How many lines in the listing below contain the string "clip"? Reply with the number alone.

**Exercise inputs:**
* Start *
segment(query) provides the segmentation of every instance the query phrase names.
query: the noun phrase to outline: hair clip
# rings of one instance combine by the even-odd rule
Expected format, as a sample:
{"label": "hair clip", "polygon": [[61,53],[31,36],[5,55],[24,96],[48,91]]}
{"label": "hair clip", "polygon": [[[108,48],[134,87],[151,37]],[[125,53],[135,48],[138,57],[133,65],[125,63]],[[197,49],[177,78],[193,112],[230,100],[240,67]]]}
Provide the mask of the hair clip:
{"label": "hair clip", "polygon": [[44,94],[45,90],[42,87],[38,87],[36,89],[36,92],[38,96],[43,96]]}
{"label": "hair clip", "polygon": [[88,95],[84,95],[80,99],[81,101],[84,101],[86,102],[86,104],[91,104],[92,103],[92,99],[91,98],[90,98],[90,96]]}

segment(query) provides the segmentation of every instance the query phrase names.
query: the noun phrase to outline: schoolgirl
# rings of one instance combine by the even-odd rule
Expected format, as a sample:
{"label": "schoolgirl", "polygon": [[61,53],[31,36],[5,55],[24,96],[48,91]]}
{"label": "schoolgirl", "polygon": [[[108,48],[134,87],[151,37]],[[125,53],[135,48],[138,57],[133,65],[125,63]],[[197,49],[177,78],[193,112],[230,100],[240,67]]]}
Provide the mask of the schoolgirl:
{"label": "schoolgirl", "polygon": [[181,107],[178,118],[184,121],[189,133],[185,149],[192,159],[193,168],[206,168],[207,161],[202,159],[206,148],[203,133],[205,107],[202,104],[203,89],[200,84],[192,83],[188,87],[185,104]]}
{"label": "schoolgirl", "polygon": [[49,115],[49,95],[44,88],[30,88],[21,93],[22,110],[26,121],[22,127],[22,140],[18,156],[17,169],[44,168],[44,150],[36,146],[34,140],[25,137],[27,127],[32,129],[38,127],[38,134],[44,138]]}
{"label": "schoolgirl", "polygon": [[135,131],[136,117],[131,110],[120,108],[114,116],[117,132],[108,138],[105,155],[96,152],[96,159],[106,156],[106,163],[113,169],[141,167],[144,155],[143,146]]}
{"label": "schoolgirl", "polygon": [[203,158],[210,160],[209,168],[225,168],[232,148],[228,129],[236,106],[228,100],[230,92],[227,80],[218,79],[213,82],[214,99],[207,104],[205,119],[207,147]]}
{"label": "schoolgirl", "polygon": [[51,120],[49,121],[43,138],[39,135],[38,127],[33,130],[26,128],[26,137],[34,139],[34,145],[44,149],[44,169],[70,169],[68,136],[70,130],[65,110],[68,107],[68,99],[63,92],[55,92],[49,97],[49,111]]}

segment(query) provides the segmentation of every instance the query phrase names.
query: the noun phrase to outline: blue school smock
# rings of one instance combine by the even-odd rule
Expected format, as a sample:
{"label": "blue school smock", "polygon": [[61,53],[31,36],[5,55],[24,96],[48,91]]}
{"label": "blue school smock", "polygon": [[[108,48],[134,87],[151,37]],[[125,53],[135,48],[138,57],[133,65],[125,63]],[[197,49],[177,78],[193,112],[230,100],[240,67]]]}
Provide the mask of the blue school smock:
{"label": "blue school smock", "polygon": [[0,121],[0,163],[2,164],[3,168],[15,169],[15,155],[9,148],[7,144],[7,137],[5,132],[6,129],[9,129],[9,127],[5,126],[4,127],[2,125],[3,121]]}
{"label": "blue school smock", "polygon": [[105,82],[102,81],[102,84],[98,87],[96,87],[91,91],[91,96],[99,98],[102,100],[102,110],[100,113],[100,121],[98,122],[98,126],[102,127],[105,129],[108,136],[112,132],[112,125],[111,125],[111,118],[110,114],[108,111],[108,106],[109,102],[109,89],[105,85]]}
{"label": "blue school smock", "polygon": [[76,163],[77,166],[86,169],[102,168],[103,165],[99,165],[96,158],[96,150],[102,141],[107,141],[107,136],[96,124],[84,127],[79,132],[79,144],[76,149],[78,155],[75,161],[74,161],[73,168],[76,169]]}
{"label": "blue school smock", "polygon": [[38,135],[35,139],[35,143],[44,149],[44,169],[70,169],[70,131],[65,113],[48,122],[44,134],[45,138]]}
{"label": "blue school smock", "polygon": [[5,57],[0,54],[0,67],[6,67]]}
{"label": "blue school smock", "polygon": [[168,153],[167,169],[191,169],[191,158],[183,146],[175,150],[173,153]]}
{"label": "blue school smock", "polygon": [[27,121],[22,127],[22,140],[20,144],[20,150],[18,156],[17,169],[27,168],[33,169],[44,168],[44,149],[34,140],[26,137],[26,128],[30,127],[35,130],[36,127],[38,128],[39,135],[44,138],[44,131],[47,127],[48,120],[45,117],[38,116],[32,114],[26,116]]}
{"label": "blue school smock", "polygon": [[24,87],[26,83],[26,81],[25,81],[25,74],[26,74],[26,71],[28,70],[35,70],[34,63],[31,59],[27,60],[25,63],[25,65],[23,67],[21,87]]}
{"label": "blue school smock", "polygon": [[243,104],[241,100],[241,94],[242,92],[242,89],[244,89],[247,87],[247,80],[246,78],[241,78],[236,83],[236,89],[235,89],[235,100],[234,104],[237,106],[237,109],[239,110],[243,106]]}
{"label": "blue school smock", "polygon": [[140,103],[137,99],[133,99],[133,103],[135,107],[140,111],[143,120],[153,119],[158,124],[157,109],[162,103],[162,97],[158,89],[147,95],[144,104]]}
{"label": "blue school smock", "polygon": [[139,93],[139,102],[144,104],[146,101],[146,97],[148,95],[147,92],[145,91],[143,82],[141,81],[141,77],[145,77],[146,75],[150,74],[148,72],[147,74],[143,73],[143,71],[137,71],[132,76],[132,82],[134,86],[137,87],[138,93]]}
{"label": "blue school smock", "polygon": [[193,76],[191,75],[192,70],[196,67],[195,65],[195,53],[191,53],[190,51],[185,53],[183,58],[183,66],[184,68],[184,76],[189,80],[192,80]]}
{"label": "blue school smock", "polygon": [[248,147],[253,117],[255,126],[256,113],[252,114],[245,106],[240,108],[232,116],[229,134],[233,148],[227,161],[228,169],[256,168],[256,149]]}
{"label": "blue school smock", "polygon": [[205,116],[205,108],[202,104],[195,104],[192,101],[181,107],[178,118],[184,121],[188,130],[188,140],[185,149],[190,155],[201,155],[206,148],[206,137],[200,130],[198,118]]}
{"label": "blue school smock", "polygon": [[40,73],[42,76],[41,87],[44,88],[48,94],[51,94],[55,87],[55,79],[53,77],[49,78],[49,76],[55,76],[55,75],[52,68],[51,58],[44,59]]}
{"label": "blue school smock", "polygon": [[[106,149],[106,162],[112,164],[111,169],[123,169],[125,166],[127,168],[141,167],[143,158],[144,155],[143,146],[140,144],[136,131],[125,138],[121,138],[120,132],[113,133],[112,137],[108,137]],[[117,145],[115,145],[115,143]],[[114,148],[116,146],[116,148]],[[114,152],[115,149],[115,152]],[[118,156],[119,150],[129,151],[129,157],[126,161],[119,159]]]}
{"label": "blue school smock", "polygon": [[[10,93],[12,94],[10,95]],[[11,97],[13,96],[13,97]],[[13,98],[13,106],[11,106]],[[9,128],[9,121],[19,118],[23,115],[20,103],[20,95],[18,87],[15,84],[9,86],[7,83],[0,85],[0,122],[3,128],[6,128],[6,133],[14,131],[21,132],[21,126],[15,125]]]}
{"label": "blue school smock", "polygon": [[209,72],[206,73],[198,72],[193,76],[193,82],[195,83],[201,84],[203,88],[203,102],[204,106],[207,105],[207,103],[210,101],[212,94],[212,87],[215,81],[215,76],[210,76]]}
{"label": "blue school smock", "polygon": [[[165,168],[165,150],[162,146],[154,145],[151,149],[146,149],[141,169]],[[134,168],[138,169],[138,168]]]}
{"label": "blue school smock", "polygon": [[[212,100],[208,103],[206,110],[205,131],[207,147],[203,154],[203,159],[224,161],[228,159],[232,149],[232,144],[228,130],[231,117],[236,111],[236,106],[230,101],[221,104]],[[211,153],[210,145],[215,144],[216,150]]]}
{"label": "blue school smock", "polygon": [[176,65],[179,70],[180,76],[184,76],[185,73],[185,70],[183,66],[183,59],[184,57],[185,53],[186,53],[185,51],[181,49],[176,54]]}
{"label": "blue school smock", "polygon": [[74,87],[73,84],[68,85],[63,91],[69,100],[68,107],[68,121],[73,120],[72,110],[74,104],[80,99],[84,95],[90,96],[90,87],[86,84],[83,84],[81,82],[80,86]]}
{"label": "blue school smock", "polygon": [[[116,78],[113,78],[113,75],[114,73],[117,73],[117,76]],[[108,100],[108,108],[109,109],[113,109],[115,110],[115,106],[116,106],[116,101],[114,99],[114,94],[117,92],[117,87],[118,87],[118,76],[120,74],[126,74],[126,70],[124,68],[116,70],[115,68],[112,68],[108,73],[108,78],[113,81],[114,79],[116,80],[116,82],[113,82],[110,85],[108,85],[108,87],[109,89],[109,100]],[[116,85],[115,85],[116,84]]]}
* End *
**Final result:** 6